Excerpts of annotation records →
--- Start ---
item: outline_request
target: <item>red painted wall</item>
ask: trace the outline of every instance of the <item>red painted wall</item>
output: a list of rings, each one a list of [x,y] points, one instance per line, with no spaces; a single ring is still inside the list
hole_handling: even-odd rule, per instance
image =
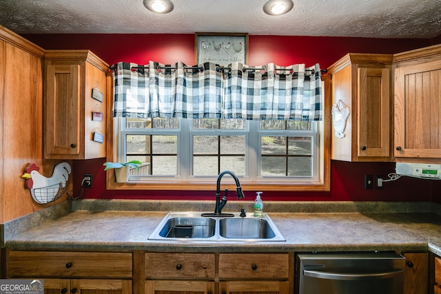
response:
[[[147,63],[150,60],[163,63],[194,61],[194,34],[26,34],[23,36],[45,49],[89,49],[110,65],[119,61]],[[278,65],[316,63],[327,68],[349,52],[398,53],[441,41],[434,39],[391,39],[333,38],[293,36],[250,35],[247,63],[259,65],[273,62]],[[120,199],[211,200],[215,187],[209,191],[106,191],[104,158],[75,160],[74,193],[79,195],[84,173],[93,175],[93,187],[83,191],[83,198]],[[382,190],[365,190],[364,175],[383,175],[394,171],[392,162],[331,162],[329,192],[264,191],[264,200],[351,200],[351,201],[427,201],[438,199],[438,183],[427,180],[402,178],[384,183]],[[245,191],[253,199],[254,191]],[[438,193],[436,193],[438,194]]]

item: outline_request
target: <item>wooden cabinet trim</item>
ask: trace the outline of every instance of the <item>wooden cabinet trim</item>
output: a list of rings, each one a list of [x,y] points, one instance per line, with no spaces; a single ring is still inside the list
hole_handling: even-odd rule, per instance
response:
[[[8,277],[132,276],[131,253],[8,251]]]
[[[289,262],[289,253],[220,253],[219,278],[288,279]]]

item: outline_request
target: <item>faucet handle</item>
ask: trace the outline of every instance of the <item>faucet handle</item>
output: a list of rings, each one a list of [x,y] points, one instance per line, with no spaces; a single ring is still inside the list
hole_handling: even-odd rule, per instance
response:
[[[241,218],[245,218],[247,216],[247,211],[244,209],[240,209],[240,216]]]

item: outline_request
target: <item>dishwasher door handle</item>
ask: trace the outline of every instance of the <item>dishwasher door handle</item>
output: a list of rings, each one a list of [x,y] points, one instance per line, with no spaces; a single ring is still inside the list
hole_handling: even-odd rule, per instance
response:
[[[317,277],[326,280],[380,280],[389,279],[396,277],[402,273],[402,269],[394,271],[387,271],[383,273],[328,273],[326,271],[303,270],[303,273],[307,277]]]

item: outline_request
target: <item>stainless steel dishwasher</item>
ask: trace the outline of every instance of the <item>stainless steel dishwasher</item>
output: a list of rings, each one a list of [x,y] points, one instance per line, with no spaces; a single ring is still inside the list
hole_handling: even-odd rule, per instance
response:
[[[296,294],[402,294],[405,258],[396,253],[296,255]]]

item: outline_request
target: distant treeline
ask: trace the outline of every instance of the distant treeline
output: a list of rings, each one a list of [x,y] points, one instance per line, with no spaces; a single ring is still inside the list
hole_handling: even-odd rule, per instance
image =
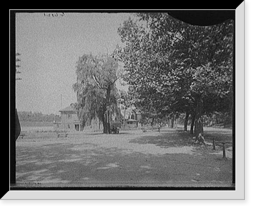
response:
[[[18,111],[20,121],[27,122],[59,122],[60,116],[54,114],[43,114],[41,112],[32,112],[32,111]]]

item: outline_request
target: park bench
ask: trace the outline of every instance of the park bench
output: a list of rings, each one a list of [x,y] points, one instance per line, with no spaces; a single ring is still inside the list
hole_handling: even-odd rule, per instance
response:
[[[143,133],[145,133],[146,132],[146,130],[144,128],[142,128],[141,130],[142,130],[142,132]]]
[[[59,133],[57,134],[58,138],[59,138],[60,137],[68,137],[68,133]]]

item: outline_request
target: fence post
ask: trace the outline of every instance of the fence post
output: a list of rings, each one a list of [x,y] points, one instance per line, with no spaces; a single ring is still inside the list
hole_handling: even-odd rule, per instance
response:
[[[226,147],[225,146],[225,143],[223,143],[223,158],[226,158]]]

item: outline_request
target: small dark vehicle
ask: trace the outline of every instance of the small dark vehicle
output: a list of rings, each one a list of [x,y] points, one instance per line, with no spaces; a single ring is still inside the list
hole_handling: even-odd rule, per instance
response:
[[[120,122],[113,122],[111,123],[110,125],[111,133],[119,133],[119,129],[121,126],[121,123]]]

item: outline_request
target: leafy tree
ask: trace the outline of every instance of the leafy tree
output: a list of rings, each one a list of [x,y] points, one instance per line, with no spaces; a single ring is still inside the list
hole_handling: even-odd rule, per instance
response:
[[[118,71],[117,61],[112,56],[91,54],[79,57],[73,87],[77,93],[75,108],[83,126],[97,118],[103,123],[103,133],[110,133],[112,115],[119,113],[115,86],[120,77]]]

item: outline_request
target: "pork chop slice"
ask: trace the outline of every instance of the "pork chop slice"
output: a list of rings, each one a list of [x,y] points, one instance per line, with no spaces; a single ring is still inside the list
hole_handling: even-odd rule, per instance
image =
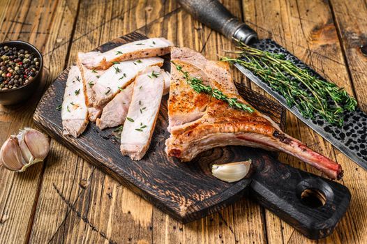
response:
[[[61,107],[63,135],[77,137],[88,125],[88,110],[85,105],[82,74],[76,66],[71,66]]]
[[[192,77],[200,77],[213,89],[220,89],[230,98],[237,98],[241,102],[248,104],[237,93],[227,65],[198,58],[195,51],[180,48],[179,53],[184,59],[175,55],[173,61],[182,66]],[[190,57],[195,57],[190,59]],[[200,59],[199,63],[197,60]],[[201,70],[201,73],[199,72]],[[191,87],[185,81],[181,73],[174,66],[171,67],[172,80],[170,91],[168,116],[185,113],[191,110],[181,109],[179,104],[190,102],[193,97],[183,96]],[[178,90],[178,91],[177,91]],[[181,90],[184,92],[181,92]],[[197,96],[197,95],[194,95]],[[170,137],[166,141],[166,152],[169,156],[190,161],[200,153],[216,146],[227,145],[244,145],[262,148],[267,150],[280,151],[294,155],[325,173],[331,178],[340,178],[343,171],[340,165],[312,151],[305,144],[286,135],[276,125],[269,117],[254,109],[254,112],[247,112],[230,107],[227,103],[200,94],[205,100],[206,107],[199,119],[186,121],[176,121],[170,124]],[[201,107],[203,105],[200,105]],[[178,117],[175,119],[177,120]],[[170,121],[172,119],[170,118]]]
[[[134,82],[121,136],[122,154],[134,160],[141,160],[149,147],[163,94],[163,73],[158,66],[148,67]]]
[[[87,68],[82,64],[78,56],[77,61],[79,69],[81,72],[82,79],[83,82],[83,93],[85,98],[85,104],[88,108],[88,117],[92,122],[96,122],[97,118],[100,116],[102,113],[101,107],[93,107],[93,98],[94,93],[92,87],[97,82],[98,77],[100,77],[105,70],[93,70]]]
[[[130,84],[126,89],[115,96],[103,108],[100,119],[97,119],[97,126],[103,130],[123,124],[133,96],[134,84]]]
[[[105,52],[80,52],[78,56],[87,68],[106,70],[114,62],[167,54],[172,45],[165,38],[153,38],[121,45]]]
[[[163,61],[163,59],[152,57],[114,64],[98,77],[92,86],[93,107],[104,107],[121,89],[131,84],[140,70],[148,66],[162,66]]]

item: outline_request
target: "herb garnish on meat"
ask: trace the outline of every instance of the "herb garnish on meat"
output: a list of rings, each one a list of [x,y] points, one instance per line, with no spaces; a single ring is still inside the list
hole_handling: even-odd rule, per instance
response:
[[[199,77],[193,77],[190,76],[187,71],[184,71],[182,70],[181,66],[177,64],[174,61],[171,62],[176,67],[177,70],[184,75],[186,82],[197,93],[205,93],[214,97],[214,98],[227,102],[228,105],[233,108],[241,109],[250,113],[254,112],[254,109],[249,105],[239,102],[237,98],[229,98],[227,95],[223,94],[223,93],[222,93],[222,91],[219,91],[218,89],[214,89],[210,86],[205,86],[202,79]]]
--- End ---
--- Start ---
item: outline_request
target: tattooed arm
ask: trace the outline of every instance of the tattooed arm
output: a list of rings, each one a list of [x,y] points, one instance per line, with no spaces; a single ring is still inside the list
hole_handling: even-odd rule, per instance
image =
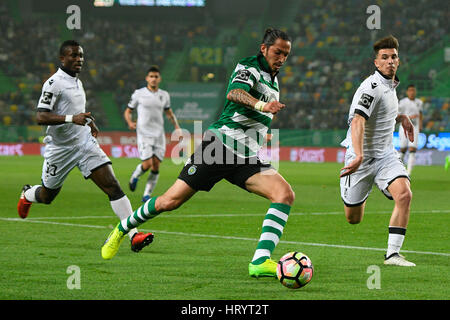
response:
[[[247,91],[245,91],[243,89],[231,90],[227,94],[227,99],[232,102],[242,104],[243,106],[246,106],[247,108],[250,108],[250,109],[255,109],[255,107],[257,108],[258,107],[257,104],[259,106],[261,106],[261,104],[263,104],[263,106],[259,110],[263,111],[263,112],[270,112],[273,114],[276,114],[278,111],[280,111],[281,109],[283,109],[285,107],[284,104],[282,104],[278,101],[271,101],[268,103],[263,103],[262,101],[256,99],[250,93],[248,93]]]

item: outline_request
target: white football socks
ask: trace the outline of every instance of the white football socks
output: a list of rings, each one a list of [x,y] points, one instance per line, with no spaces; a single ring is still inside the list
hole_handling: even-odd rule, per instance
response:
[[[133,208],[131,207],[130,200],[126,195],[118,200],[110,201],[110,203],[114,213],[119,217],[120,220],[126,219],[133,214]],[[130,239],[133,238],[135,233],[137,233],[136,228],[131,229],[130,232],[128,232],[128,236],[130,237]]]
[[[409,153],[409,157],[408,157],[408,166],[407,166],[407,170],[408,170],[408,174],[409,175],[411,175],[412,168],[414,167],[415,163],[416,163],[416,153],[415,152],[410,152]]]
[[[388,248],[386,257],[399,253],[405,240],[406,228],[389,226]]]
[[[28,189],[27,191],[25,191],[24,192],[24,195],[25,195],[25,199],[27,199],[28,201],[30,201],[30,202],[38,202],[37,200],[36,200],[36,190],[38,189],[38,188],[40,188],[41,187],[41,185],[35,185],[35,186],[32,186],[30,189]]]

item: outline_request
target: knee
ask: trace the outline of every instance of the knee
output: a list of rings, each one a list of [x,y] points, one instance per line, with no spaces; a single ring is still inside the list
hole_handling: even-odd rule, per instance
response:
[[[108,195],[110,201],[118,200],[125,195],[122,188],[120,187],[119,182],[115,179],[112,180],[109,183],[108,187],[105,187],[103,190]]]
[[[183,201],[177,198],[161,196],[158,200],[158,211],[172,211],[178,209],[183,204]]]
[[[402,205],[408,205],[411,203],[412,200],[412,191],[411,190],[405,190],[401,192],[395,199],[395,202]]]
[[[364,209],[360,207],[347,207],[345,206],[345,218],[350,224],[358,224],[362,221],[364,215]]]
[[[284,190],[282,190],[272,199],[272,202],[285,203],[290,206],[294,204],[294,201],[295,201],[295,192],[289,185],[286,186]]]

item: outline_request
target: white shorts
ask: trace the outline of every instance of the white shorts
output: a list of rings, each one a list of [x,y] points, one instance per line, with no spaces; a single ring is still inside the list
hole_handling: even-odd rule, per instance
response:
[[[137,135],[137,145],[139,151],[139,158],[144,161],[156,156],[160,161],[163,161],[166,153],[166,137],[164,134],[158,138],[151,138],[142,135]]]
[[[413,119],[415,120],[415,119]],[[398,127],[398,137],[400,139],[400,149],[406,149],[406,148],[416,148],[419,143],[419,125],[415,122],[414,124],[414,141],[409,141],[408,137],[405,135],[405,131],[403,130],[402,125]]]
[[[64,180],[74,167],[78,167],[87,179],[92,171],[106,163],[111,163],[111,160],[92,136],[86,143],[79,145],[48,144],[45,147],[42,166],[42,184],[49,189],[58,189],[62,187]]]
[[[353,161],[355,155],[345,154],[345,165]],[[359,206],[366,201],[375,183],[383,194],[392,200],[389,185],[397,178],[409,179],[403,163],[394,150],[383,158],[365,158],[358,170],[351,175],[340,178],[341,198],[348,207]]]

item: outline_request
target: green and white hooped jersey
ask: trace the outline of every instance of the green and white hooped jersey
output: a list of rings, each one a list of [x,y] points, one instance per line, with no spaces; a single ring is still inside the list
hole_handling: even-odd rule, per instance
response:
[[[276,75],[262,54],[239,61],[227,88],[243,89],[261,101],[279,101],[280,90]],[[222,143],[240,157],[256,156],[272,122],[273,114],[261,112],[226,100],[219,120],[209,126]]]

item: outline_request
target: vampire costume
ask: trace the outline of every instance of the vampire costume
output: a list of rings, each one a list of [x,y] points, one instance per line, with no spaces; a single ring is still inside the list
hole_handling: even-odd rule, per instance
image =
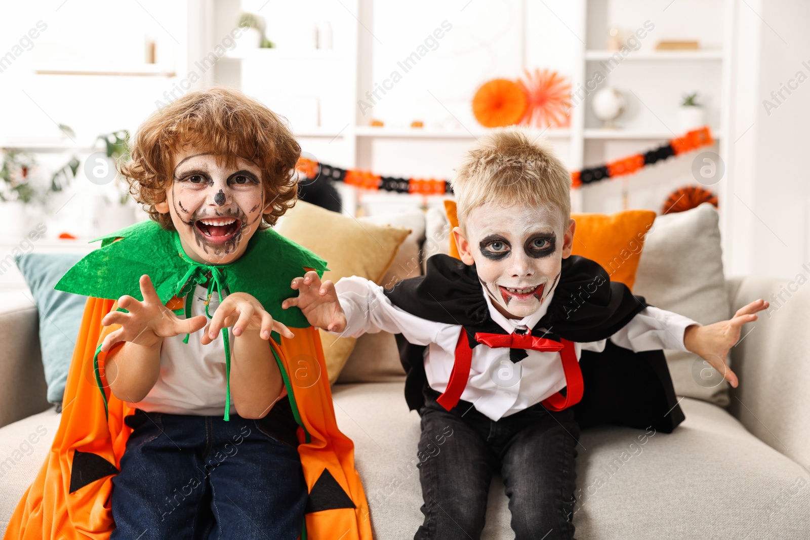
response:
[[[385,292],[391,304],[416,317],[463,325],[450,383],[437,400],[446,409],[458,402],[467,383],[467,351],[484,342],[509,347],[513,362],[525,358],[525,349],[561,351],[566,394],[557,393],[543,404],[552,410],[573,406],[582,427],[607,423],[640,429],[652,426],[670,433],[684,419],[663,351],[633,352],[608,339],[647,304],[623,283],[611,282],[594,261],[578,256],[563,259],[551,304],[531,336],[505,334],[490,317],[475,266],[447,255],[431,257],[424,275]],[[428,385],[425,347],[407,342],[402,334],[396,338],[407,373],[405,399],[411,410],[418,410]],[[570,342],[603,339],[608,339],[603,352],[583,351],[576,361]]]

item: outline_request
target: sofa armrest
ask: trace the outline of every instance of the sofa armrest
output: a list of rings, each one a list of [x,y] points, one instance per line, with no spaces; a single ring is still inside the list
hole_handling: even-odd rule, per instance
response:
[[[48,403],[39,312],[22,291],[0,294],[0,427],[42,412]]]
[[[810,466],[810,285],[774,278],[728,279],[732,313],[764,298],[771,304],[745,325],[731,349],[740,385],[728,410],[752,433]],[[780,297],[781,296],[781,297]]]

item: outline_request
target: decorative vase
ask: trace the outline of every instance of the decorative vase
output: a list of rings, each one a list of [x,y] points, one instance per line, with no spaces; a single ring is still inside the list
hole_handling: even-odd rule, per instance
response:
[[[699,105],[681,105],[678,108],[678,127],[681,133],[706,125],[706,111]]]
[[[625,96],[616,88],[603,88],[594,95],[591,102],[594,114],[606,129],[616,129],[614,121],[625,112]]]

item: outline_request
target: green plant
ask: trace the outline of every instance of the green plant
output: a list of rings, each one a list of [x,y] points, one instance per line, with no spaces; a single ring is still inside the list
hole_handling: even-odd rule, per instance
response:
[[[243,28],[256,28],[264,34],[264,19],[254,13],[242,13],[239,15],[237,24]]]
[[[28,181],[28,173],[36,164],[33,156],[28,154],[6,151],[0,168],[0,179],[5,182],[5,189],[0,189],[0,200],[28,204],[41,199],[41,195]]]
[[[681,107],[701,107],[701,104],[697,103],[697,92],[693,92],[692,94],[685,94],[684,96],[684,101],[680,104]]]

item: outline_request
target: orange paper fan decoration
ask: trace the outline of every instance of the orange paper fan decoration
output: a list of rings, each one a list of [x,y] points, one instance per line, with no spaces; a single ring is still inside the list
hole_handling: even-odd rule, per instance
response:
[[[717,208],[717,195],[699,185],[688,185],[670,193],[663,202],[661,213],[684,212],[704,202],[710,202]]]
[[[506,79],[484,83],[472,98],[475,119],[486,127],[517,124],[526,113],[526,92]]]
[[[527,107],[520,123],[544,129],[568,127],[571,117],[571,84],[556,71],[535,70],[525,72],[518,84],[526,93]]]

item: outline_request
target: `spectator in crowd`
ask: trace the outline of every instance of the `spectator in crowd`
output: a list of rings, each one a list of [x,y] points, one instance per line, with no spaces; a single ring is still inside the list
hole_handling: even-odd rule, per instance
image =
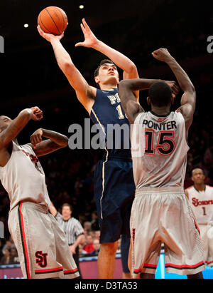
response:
--- End ---
--- Start ---
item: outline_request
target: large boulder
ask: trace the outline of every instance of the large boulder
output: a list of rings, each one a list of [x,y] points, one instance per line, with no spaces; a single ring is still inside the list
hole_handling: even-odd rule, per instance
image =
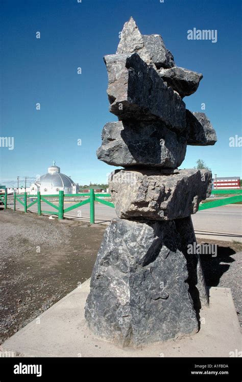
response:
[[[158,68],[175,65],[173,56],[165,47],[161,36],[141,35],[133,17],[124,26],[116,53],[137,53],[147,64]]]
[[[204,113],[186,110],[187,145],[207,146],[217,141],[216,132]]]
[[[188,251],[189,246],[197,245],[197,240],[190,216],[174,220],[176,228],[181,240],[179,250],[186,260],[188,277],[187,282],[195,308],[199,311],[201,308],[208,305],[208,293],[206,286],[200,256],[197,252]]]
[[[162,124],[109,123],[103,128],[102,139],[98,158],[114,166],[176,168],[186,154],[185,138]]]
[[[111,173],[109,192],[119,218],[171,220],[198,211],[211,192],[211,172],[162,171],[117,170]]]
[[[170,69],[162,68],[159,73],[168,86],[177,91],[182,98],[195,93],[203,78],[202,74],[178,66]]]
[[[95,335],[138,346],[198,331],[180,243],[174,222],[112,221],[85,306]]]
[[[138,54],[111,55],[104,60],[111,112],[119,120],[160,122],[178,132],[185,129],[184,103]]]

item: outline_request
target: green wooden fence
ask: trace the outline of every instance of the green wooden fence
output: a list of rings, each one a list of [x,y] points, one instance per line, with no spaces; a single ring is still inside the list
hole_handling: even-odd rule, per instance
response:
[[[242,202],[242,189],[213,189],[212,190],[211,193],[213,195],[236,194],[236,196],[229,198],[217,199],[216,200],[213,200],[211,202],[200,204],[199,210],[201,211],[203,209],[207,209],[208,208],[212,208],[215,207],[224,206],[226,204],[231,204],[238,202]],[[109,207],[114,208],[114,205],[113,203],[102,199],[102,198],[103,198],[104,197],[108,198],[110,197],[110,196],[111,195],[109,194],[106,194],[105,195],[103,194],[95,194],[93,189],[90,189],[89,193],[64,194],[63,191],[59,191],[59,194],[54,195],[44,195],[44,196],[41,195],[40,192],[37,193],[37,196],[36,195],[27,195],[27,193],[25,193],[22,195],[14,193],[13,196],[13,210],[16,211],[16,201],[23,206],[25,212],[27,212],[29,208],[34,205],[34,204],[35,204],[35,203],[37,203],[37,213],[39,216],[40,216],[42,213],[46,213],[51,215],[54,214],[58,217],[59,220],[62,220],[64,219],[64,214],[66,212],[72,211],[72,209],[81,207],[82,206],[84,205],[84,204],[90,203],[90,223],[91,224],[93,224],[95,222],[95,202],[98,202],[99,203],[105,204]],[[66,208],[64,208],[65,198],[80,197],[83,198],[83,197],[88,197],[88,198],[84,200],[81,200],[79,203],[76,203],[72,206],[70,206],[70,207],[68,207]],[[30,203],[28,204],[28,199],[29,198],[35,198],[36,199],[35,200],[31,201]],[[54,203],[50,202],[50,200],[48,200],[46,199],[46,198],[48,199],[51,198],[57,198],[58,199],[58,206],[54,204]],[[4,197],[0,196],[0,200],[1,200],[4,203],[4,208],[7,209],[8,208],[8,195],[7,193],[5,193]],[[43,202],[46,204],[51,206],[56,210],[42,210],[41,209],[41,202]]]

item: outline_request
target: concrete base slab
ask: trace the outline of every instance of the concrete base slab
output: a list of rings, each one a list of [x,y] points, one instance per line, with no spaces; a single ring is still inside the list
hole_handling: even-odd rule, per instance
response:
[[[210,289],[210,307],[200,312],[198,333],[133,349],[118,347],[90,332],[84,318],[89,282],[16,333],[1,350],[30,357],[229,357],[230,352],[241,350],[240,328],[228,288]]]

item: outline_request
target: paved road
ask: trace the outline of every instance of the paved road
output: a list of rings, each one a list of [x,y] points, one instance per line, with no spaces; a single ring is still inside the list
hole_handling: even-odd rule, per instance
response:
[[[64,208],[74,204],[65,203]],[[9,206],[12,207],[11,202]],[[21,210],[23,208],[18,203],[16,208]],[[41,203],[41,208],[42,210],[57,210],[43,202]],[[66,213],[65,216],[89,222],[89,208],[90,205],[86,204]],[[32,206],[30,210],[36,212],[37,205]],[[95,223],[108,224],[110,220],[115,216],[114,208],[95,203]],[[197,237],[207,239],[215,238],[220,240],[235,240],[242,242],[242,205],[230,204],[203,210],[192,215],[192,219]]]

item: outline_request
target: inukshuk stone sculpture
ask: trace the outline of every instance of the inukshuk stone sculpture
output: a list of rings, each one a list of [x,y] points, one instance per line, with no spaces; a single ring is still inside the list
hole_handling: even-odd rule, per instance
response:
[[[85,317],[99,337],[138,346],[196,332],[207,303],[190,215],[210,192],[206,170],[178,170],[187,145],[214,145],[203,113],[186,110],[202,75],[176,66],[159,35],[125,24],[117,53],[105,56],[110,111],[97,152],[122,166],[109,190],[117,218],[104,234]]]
--- End ---
Directive →
Find every line in the records above that contains the word "road", and copy each of those lines in full.

Task answer →
target: paved road
ask: trace the outline of every instance of the paved road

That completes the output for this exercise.